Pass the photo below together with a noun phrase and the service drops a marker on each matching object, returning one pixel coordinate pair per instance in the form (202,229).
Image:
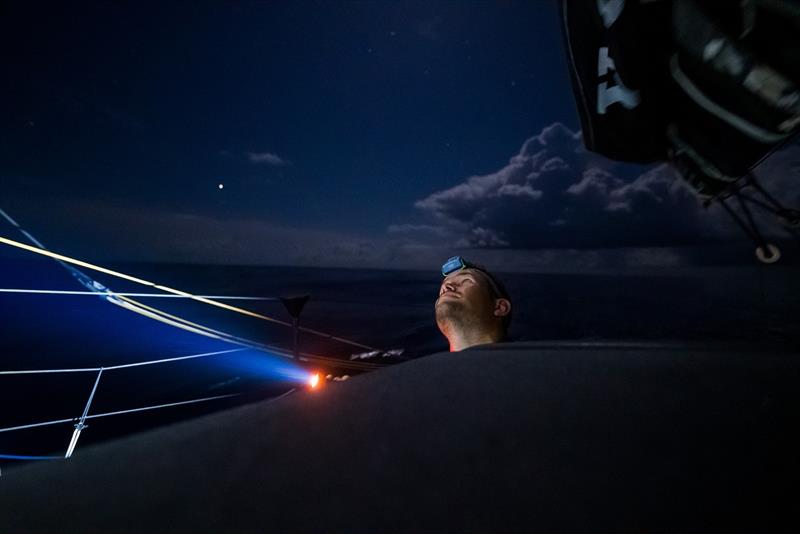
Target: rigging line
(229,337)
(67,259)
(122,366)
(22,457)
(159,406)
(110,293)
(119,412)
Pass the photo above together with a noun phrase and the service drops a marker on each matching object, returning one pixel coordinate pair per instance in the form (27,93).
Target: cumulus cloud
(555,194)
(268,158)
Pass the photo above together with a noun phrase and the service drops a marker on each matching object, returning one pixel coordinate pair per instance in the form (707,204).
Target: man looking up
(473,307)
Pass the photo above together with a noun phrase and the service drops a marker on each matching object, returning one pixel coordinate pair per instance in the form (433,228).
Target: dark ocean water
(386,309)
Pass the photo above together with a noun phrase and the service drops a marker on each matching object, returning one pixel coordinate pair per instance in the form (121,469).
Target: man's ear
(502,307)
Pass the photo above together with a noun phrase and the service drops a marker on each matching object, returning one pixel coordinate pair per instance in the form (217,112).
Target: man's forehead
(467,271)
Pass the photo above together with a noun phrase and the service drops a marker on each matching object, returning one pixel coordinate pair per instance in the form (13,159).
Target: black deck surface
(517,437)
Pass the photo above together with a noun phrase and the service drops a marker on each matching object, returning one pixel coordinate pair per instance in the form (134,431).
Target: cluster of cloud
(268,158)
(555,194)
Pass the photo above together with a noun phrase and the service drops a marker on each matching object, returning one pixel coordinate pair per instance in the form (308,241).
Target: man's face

· · ·

WRITTEN TASK: Update the lines above by replacing "Target" with "Object" everywhere it appears and changing nothing else. Leave the pictures out of your answer.

SOLUTION TO THIS TASK:
Pass the photo below together with a noun phrase and the service drops a marker on each matching object, returning one pixel coordinate pair per instance in the form (202,229).
Image:
Object: rigging line
(229,337)
(67,259)
(122,366)
(22,457)
(159,406)
(110,293)
(119,412)
Pass the photo above together with a noun phrase and the service drops a marker on each matching object, returning one pixel coordinate pair per instance in the form (27,93).
Object: cumulus cloud
(555,194)
(268,158)
Pass the photo above together with a noun phrase and the service drops a marker on each matching object, returning one pixel coordinate pair per instance in the form (707,204).
Object: man looking up
(473,307)
Pass the photo above together with a noun phrase and the service drops a marker on each matching object, returning one pixel coordinate pair per instance in the form (433,228).
Object: dark ocean water
(386,309)
Pass the photo above together with a noun phrase and the service drops a marker on each matching object, returning one pixel coordinate pair per instance in the form (121,469).
Object: man's ear
(502,307)
Pass the photo above together with a noun phrase and the service drops a marker on each matching object, returning one pixel coordinate pair per instance in the form (217,112).
Object: man's forehead
(467,271)
Pass the photo above together with a noun phrase and the service drops a marker on each matching object, returning one pixel coordinate pair per instance in the form (13,159).
Object: black deck surface
(517,437)
Pass the photo above together with a noun phrase and the service drops a marker on each matching object, returning one pixel coordinate pair per instance in the form (134,431).
Object: cluster of cloud
(268,158)
(555,194)
Pass the photo above together with a noun phrase and the service drops a marker on each matching object, returning one pixel coordinate pair per instance in the form (308,241).
Object: man's face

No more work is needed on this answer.